Start of GIVEN INFORMATION

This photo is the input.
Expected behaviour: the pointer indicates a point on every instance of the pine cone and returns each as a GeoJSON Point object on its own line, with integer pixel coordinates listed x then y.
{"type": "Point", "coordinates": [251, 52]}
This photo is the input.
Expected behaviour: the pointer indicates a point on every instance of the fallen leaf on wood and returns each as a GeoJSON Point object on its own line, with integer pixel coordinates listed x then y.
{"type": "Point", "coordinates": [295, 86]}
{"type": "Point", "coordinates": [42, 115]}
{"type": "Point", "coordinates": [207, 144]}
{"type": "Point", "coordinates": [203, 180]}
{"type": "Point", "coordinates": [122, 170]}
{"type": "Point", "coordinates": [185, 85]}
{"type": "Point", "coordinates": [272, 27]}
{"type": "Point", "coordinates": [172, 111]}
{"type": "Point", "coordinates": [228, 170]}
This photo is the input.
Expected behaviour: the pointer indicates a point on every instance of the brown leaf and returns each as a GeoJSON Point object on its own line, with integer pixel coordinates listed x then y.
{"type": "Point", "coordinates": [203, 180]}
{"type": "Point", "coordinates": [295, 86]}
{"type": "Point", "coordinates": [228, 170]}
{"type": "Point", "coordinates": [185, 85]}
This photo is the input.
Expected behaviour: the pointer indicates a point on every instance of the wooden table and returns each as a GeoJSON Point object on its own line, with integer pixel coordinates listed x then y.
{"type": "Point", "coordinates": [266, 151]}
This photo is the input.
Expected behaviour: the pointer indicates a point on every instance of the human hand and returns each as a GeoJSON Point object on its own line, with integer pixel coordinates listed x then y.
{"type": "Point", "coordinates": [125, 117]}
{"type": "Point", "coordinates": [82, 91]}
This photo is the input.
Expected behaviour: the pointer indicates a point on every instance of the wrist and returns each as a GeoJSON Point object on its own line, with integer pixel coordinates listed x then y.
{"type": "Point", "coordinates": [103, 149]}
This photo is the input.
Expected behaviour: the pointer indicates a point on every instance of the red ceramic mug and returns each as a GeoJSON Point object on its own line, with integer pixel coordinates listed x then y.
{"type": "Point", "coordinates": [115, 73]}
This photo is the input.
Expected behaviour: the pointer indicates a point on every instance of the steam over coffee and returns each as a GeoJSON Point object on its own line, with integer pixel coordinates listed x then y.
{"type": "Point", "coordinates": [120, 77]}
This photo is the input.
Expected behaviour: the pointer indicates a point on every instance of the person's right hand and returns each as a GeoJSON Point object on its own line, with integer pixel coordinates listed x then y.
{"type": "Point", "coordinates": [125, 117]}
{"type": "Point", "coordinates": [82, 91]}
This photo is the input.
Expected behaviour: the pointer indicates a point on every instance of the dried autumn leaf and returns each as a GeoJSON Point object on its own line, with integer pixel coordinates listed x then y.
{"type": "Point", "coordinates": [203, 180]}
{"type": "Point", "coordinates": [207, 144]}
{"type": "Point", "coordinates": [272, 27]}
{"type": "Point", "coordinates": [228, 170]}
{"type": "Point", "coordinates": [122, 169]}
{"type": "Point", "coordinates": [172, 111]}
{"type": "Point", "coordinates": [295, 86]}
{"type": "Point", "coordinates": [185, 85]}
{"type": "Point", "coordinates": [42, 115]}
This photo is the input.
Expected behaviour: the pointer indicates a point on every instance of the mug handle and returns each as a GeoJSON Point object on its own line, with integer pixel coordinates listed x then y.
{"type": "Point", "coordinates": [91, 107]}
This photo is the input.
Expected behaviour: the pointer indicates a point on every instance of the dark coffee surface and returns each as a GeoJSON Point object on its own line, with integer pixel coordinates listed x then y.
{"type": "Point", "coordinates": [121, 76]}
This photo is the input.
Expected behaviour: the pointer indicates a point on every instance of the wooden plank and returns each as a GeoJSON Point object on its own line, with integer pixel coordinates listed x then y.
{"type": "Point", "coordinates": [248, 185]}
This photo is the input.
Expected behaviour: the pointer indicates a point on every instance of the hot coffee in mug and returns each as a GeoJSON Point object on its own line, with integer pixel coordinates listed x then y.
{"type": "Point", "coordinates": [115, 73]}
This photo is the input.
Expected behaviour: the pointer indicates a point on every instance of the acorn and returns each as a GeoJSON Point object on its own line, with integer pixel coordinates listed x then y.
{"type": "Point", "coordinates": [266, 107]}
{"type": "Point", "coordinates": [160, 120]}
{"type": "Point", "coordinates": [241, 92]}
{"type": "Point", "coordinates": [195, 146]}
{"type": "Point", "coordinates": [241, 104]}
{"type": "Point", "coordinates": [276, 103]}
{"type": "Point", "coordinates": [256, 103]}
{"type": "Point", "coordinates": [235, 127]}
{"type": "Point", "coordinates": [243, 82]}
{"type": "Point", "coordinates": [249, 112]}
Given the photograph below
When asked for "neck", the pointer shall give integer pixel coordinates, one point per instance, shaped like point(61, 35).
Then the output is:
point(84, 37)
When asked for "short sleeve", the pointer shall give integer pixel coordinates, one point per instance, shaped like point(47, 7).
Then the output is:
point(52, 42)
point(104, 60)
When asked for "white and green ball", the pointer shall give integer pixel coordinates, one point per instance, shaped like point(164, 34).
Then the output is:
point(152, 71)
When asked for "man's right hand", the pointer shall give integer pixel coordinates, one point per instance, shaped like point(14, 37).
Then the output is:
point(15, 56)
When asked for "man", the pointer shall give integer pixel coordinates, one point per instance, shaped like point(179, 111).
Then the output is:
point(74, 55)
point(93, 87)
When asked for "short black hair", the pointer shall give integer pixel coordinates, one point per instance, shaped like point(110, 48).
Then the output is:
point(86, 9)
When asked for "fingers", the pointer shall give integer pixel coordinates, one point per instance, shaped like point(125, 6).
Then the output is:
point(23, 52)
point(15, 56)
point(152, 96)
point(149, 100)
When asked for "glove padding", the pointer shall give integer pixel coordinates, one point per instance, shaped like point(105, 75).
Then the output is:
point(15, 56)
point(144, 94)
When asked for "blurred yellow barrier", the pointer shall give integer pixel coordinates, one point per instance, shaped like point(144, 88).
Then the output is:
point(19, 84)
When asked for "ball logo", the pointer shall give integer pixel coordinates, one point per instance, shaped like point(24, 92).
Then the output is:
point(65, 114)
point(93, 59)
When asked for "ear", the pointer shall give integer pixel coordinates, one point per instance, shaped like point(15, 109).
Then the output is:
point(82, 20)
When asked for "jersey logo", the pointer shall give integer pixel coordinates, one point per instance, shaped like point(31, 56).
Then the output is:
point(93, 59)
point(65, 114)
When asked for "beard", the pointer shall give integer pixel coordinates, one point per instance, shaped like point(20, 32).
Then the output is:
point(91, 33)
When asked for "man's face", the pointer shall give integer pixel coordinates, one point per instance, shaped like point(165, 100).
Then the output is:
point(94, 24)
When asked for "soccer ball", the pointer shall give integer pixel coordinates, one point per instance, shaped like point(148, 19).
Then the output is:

End of GIVEN INFORMATION

REQUIRED ACTION = Starting at the top of the listing above, write out every line exactly as it appears.

OUTPUT BELOW =
This photo is the input.
Expected behaviour: the pointer indicates a point on every instance of the pine cone and returns each as a GeoJSON Point object on its own line, with integer pixel coordinates listed x then y.
{"type": "Point", "coordinates": [251, 52]}
This photo is the input.
Expected behaviour: the pointer indicates a point on every instance of the fallen leaf on wood and returns each as a GeoJSON Point object on its own line, with integer pixel coordinates listed x then y.
{"type": "Point", "coordinates": [295, 86]}
{"type": "Point", "coordinates": [42, 115]}
{"type": "Point", "coordinates": [207, 144]}
{"type": "Point", "coordinates": [203, 180]}
{"type": "Point", "coordinates": [122, 170]}
{"type": "Point", "coordinates": [185, 85]}
{"type": "Point", "coordinates": [272, 27]}
{"type": "Point", "coordinates": [172, 111]}
{"type": "Point", "coordinates": [228, 170]}
This photo is the input.
Expected behaviour: the pointer indicates a point on every instance of the brown leaf and returns each as a GeoJSON Point object on its own line, with integer pixel coordinates listed x then y.
{"type": "Point", "coordinates": [203, 180]}
{"type": "Point", "coordinates": [295, 86]}
{"type": "Point", "coordinates": [228, 170]}
{"type": "Point", "coordinates": [185, 85]}
This photo is the input.
Expected behaviour: the pointer indicates a point on every instance of the wooden table and returns each as a GeoJSON Point object on its own line, with integer pixel coordinates listed x then y.
{"type": "Point", "coordinates": [266, 151]}
This photo is the input.
Expected behaviour: the pointer indicates a point on every instance of the human hand and returns each as a GeoJSON Point object on its own line, with integer pixel coordinates listed x then y.
{"type": "Point", "coordinates": [125, 117]}
{"type": "Point", "coordinates": [82, 91]}
This photo is the input.
Expected behaviour: the pointer indicates a point on every instance of the wrist and returns each as a GeoJSON Point object on its own line, with integer pixel coordinates listed x then y.
{"type": "Point", "coordinates": [103, 149]}
This photo is the input.
Expected behaviour: the pointer indicates a point on every instance of the red ceramic mug and returns each as a GeoJSON Point object on its own line, with integer pixel coordinates listed x then y.
{"type": "Point", "coordinates": [115, 73]}
This photo is the input.
Expected behaviour: the pointer indicates a point on every instance of the steam over coffee and returns each as a GeoJSON Point object on its own line, with integer pixel coordinates listed x then y.
{"type": "Point", "coordinates": [120, 77]}
This photo is the input.
Expected behaviour: the pointer indicates a point on every instance of the person's right hand and returns each as a GeoJSON Point object on its own line, with integer pixel coordinates listed x then y.
{"type": "Point", "coordinates": [125, 117]}
{"type": "Point", "coordinates": [82, 91]}
This photo is the input.
Expected behaviour: the pointer indicates a point on every instance of the dried autumn leaf and returns each as a GeoJSON Point object on its own line, with integer pixel coordinates listed x then y.
{"type": "Point", "coordinates": [203, 180]}
{"type": "Point", "coordinates": [207, 144]}
{"type": "Point", "coordinates": [272, 27]}
{"type": "Point", "coordinates": [228, 170]}
{"type": "Point", "coordinates": [122, 169]}
{"type": "Point", "coordinates": [172, 111]}
{"type": "Point", "coordinates": [295, 86]}
{"type": "Point", "coordinates": [185, 85]}
{"type": "Point", "coordinates": [42, 115]}
This photo is the input.
Expected behaviour: the pointer indicates a point on every instance of the mug handle and returns each as a GeoJSON Point object on its own line, with integer pixel coordinates listed x then y.
{"type": "Point", "coordinates": [91, 107]}
This photo is the input.
Expected behaviour: the pointer indicates a point on every instance of the dark coffee surface and returns each as a GeoJSON Point object on its own line, with integer pixel coordinates listed x then y.
{"type": "Point", "coordinates": [121, 76]}
This photo is the input.
Expected behaviour: the pointer indicates a point on every instance of the wooden plank and returns each as a GeoJSON Point object on its own line, with integer pixel coordinates listed x then y.
{"type": "Point", "coordinates": [248, 185]}
This photo is the input.
Expected behaviour: the pointer indicates a point on every instance of the hot coffee in mug and returns each as a GeoJSON Point object on its own line, with integer pixel coordinates listed x then y.
{"type": "Point", "coordinates": [115, 73]}
This photo is the input.
Expected behaviour: the pointer indicates a point on every instance of the acorn and returns each as a GeoJSON Point object on its own line, with integer pixel coordinates listed x then y.
{"type": "Point", "coordinates": [266, 107]}
{"type": "Point", "coordinates": [160, 120]}
{"type": "Point", "coordinates": [241, 92]}
{"type": "Point", "coordinates": [195, 146]}
{"type": "Point", "coordinates": [241, 104]}
{"type": "Point", "coordinates": [276, 103]}
{"type": "Point", "coordinates": [256, 103]}
{"type": "Point", "coordinates": [235, 127]}
{"type": "Point", "coordinates": [243, 82]}
{"type": "Point", "coordinates": [249, 112]}
Given the photograph below
When asked for "neck", the pointer shall give integer pixel coordinates, one point per instance, shaped like point(61, 35).
Then the output is:
point(84, 37)
When asked for "short sleeve", the pointer shall give integer pixel coordinates, one point per instance, shaped like point(47, 7).
Then the output is:
point(52, 42)
point(104, 60)
When asked for "white and green ball", the pointer shall give integer pixel coordinates, one point per instance, shaped like point(164, 34).
Then the output is:
point(152, 71)
When asked for "man's right hand", the pointer shall give integer pixel coordinates, one point per instance, shaped like point(14, 37).
Then the output is:
point(15, 56)
When asked for "man", the pointer shall give integer pixel coordinates, one point per instance, shaped like point(179, 111).
Then the output is:
point(74, 55)
point(93, 87)
When asked for "short black hair", the pointer shall give integer pixel coordinates, one point per instance, shaped like point(110, 48).
Then the output is:
point(86, 9)
When asked for "fingers", the pointer shall give integer pixel coordinates, one point per instance, shaped like point(125, 6).
Then the output is:
point(23, 52)
point(15, 56)
point(152, 96)
point(149, 100)
When asked for "glove padding", the pointer shall give integer pixel coordinates, one point per instance, shaped like point(105, 75).
Then the output is:
point(15, 56)
point(144, 94)
When asked for "blurred yellow barrier", the pointer shall give integer pixel coordinates, one point per instance, shaped like point(144, 88).
Then the output is:
point(19, 84)
When asked for "ball logo", the pointer shall give integer pixel coordinates, one point per instance, shaped like point(24, 92).
Then the output is:
point(65, 114)
point(93, 59)
When asked for "ear", the pointer shall give integer pixel coordinates, one point per instance, shaped like point(15, 109).
Then the output is:
point(82, 20)
When asked for "jersey logo", the pointer shall give integer pixel coordinates, one point per instance, shaped like point(31, 56).
Then the output is:
point(93, 59)
point(65, 114)
When asked for "beard", the pointer shall give integer pixel coordinates, one point per instance, shaped like point(20, 32).
Then the output is:
point(91, 33)
When asked for "man's face", the pointer shall give integer pixel coordinates, one point per instance, shaped like point(165, 100).
Then the output is:
point(94, 24)
When asked for "soccer ball", the pointer shall give integer pixel coordinates, one point per instance, shaped like point(148, 19).
Then the output is:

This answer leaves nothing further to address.